Es wird in letzter Zeit viel von „europäischen Werten“ gesprochen. Gibt es diese Werte überhaupt?
Ja, es gibt ein solches Wertesystem, das Europa auszeichnet, sich aber nicht nur auf Europa beschränkt, sondern meist allgemein menschliche Werte  beinhaltet. Diese sind bei Weitem noch nicht überall verwirklicht und auch bei uns ständig neu zu definieren und neu zu erkämpfen.

Worin bestehen diese Werte?
Einer dieser Werte ist sicherlich die Freiheit: Freiheit in Bezug auf die individuelle Lebensgestaltung; ein anderer Wert ist Rationalität, in privaten wie auch politischen Entscheidungen; Solidarität, Kollegialität – das sind eigentlich auch universale Werte. Oder Wahrheit: Natürlich ist Wahrheit relativ, Pilatus‘ Frage „Was ist Wahrheit?“ ist berechtigt. Und doch muss es eine Wahrheitssuche geben dürfen. Gleichzeitig gibt es offensichtlich auch die Unwahrheit. Was rot ist, kann nicht blau sein. Und als ethischer Wert ist Wahrheit auch ein europäischer Wert.

**Aufgabe A:** Übertrage den Satz „Gleichzeitig gibt es offensichtlich auch die Unwahrheit.“ aus dem Text über europäische Werte ins Englische.

Daten zur Koordinatenmarkierung
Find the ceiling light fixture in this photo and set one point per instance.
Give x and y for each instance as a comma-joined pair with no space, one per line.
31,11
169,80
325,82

**Aufgabe B:** Gib die Zeilen der Auflistung erneut wieder und setze dabei überall „occurrence“ an die Stelle von „instance“, ohne sonst etwas zu ändern.

**Lösung A:** At the same time, untruth obviously exists as well.

**Lösung B:**
Find the ceiling light fixture in this photo and set one point per occurrence.
Give x and y for each occurrence as a comma-joined pair with no space, one per line.
31,11
169,80
325,82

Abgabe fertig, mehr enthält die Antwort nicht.